**Excerpt:**
------------------------------------
Thousands of miles later, former BYU star Eric Mika's road to NBA as close as it's ever been

By Sean Walker, KSL.com | Posted - Jan. 25, 2020 at 10:22 a.m.



SALT LAKE CITY — Eric Mika’s first glimpse of the Wasatch Mountains when he flew in to Salt Lake International Airport was special.

The former Lone Peak High and BYU star was in town on a business trip, with the Stockton Kings for Friday night’s NBA G League contest with the SLC Stars. But Mika found some time to mix pleasure with business, spending Thursday night with his wife, Gabrielle, who is in town on an internship.

They saw his parents in Alpine, spent some time with her parents in Highland, and even planned out a trip to Walmart. That last part doesn’t seem important — but after five weeks playing in China, even the Walmart back home feels a little extra special.

“I can’t complain about being back in the states, and living in Sacramento is awesome,” Mika told KSL.com. “We bus to the games in Stockton, and we’ve got a great following out there. They love basketball.

“The staff has been awesome, the Kings and also the Stockton Kings. I’m happy to be here; when I came back from China, I was happy to be able to come back here.”

On a weekend when many of Mika’s former teammates at BYU were in Stockton for a 74-60 win over Pacific, the 6-foot-10, 230-pound big man was back in his home state with the Kings.
------------------------------------
**Objectives:**
a. Decide whether each statement agrees with the Eric Mika article. Answer yes or no, and quote the words of the article that settle it. (i) Mika's wife is in town for an internship. (ii) Mika spent five months playing in China. (iii) The team flies to its games in Stockton.
b. Echo the Eric Mika article word for word, taking everything from "They saw his" down to "They love basketball.".
c. Write what follows the last sentence of the Eric Mika article.

**Dataset content:**
------------------------------------
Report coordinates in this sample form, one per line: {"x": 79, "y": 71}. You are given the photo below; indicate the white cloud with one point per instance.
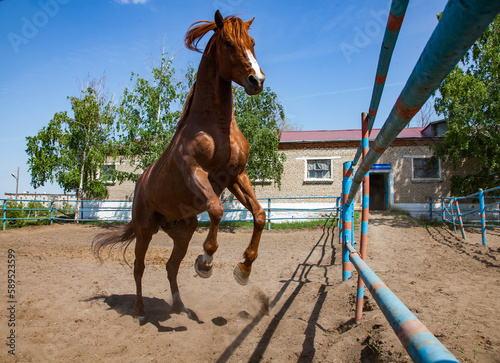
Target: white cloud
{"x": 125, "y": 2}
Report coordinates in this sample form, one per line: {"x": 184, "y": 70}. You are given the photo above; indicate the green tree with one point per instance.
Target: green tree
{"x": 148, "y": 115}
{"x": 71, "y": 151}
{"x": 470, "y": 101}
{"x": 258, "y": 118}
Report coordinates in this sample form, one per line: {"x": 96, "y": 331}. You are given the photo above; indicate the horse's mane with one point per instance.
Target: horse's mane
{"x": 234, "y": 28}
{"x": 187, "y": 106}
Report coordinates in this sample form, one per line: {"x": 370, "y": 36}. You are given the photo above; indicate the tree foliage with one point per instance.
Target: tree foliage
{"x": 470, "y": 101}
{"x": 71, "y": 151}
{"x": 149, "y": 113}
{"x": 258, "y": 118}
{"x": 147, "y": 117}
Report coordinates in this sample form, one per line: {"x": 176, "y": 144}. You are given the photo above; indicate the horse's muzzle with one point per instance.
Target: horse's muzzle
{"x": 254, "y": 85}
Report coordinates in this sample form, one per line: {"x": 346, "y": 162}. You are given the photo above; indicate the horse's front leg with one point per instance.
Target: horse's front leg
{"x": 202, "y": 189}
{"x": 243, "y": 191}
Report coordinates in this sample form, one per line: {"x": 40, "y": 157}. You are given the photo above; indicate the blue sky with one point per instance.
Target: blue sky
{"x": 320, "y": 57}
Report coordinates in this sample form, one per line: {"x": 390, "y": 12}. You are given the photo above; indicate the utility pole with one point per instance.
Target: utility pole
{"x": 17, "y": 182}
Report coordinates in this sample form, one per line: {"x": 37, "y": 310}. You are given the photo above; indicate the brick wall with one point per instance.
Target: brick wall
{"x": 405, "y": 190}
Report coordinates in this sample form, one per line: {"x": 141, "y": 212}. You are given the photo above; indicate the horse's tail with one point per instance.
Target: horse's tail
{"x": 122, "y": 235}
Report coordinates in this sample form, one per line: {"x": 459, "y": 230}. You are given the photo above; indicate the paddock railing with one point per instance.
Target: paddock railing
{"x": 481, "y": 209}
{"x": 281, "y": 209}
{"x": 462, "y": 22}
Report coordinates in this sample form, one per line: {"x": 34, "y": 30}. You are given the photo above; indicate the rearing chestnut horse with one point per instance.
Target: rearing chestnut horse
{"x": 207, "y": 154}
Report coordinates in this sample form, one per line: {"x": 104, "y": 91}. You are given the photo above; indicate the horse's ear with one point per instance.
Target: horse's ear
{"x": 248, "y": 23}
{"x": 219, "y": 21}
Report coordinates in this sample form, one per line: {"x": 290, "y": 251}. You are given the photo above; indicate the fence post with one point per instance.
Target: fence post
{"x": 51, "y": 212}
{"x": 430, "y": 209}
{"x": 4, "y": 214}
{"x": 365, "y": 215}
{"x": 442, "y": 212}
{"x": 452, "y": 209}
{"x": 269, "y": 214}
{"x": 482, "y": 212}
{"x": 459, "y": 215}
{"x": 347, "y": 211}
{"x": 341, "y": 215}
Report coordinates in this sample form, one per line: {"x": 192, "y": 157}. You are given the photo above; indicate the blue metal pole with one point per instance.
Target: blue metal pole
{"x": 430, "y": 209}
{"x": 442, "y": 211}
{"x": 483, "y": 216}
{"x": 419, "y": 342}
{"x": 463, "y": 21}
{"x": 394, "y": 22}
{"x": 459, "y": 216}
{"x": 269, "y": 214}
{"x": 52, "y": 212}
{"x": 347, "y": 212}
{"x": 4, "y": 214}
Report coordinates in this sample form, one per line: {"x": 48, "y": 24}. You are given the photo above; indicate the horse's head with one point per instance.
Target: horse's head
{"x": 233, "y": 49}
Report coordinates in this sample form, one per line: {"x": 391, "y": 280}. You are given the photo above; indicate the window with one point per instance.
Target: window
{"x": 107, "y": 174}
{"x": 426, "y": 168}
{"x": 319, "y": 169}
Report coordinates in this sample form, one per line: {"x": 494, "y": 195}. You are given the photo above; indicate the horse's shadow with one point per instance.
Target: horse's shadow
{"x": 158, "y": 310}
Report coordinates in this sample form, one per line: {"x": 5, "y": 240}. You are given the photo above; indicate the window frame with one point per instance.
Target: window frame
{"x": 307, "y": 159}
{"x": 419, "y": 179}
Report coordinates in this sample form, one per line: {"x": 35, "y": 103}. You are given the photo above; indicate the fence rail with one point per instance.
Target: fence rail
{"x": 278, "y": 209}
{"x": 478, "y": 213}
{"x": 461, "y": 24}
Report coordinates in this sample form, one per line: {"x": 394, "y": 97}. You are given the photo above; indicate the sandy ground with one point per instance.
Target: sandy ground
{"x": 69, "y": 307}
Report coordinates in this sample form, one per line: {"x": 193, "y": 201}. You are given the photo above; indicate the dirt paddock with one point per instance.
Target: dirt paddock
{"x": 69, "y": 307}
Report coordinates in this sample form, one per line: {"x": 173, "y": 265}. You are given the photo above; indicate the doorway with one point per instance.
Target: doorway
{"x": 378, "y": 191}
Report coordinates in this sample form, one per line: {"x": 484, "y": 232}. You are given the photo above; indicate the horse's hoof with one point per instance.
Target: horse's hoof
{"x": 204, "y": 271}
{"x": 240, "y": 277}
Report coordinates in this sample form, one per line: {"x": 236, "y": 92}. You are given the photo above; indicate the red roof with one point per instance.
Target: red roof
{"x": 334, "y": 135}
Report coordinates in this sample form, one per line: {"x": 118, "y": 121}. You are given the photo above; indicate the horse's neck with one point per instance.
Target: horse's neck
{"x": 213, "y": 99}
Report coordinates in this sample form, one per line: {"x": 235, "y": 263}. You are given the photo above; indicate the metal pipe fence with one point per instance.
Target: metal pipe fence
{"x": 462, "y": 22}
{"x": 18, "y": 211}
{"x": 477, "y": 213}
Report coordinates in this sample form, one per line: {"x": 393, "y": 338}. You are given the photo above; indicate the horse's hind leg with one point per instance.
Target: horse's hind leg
------------------------------------
**In response:**
a.
(i) Yes: "spending Thursday night with his wife, Gabrielle, who is in town on an internship."
(ii) No: "after five weeks playing in China"
(iii) No: "We bus to the games in Stockton"

b.
They saw his parents in Alpine, spent some time with her parents in Highland, and even planned out a trip to Walmart. That last part doesn’t seem important — but after five weeks playing in China, even the Walmart back home feels a little extra special.

“I can’t complain about being back in the states, and living in Sacramento is awesome,” Mika told KSL.com. “We bus to the games in Stockton, and we’ve got a great following out there. They love basketball.

c.
Of course, business superseded pleasure on this trip, even in the Kings’ 114-110 overtime loss Friday to the Stars at Vivint Arena. Mika had 24 points, 16 rebounds and two blocks in the road setback, again leading the Kings (15-12) in rebounding and proving a resilient inside presence that made him a fan favorite several years ago in Provo.

Fellow BYU alum Kyle Collinsworth had 12 points, six assists and four rebounds for the Stars (20-7), and Justin Wright-Foreman’s game-high 30 points helped the Stars stay atop the Western Conference with the win.

Regardless of the result, it was good to be home for the one-time Waterford product.

Sacramento King's Kyle Guy, left, Eric Mika, center, and Justin James watch as free throws are shot during the first half of an NBA basketball summer league game against the Golden State Warriors in Sacramento, Calif., Monday, July 1, 2019. The Kings won 81-77. (Photo: Rich Pedroncelli, AP)

“It’s definitely surreal,” Mika said. “Of all my friends and family coming, the majority of them haven’t seen me play live since I was at BYU. It’s been a couple of years; it’s not exactly easy to watch games in Europe.

“This is exciting, to see them and to play in front of them — to show what I’ve done the past couple of years, and what I’ve developed.”

Mika’s career has spanned the globe since he left BYU after two seasons of college basketball in 2017. A West Coast Conference all-freshman honoree in 2014, Mika returned following a two-year mission in Rome for The Church of Jesus Christ of Latter-day Saints and averaged a double-double en route to all-WCC first-team honors in 2016-17.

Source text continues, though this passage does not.